__Description of the task__
Read through the entries below and return each line with the word "white".

Natural-language object grounding data
════════════════════

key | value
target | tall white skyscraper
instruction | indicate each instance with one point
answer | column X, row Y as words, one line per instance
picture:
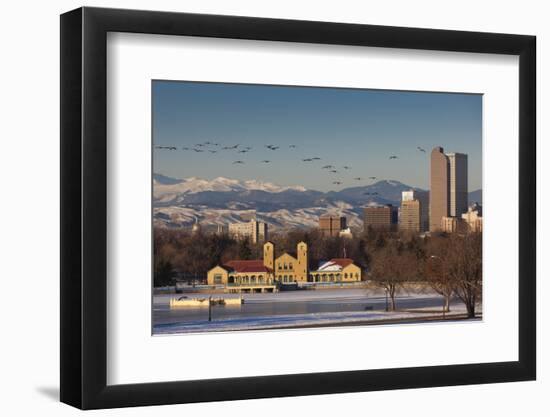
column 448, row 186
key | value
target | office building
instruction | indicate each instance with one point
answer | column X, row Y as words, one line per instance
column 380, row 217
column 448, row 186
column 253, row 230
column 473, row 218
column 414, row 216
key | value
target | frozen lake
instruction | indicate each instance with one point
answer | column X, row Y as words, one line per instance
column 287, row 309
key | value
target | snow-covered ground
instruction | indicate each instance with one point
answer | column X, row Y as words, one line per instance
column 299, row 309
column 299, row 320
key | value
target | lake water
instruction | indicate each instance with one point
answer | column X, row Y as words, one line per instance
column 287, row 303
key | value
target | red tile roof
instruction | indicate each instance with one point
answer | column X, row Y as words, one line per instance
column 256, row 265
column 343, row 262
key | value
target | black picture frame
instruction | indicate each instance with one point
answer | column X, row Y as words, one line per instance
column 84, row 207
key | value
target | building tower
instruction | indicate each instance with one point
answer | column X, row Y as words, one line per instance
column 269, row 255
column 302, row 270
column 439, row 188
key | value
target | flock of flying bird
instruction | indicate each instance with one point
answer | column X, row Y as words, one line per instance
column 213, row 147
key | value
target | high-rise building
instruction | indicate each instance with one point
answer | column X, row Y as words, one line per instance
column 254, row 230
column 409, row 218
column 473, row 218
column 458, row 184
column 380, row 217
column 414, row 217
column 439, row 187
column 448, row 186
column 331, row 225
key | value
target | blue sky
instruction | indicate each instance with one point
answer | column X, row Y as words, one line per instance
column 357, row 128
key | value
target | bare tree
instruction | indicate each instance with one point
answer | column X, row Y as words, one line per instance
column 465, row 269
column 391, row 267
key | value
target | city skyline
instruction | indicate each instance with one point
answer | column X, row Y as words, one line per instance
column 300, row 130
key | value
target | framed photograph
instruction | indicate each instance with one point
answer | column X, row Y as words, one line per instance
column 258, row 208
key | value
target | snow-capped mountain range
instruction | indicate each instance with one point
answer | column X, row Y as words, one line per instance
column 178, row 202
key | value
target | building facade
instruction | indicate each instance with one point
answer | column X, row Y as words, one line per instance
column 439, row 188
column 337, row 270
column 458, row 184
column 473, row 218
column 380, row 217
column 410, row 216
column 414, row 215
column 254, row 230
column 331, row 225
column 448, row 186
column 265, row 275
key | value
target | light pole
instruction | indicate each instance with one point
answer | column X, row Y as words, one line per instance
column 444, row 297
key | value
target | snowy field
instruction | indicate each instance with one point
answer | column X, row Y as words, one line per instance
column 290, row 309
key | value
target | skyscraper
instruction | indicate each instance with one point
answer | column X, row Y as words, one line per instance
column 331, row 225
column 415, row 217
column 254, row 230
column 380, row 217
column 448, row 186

════════════════════

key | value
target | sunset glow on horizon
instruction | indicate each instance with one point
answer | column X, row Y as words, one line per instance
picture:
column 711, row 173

════════════════════

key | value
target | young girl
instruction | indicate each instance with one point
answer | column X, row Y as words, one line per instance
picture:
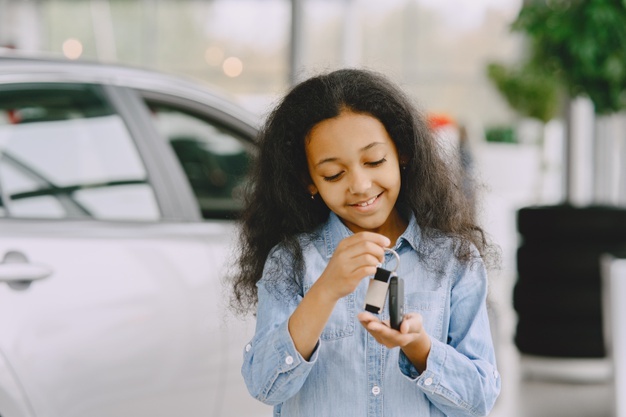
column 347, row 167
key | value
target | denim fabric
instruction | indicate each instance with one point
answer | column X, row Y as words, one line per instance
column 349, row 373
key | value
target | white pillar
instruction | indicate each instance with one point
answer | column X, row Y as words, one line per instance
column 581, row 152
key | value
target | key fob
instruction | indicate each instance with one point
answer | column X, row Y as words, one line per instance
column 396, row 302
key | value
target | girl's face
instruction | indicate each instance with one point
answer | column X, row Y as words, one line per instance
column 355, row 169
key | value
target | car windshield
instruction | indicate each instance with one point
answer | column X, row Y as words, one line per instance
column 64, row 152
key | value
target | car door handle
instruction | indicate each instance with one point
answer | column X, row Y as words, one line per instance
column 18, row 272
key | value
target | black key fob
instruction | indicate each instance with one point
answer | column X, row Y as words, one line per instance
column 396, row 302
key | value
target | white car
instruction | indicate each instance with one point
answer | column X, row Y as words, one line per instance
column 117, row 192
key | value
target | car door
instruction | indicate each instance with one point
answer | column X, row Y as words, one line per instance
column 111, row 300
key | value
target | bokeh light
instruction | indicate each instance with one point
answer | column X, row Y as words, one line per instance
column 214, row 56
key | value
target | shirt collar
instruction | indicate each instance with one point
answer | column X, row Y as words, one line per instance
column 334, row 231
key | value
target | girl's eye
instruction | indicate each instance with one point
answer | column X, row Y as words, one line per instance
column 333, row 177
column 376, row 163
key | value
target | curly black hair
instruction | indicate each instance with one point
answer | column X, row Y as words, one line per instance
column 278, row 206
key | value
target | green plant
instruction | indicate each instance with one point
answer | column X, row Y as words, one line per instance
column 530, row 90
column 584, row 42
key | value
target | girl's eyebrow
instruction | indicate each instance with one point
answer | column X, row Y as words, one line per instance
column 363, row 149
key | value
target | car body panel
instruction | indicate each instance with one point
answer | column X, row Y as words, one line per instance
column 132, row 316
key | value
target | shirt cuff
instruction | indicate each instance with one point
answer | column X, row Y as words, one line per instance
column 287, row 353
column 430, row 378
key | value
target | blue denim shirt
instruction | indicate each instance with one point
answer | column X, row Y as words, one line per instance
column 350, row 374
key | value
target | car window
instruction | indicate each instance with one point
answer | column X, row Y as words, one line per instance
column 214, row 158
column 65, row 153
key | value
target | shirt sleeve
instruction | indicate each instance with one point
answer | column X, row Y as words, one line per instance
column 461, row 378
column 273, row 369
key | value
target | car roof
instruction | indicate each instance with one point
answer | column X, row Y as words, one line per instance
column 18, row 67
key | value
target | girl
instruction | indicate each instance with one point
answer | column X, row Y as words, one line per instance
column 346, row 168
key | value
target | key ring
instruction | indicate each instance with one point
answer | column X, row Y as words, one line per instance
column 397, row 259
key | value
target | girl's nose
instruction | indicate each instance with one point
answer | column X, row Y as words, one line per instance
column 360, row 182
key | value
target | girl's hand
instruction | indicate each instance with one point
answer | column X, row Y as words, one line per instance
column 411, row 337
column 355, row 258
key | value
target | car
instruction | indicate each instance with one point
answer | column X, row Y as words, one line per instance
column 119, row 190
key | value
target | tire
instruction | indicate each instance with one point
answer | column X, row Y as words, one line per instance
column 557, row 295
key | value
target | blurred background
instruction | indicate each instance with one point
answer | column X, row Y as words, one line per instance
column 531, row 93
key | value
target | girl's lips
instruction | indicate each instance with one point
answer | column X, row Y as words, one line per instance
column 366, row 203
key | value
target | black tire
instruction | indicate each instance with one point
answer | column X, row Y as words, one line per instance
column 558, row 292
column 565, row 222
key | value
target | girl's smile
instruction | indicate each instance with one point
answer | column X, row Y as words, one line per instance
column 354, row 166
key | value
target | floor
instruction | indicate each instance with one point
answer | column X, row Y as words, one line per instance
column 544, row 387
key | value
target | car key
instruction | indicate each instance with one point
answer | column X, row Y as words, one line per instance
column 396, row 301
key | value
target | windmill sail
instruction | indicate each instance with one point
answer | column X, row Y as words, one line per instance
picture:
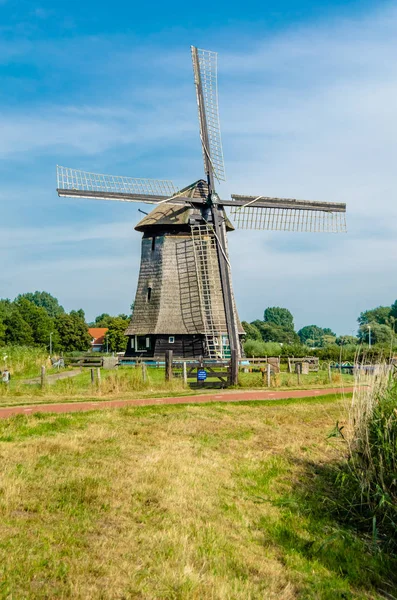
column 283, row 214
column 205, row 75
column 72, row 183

════════════════════

__Answer to this problem__
target | tall white skyscraper
target | white pillar
target | white car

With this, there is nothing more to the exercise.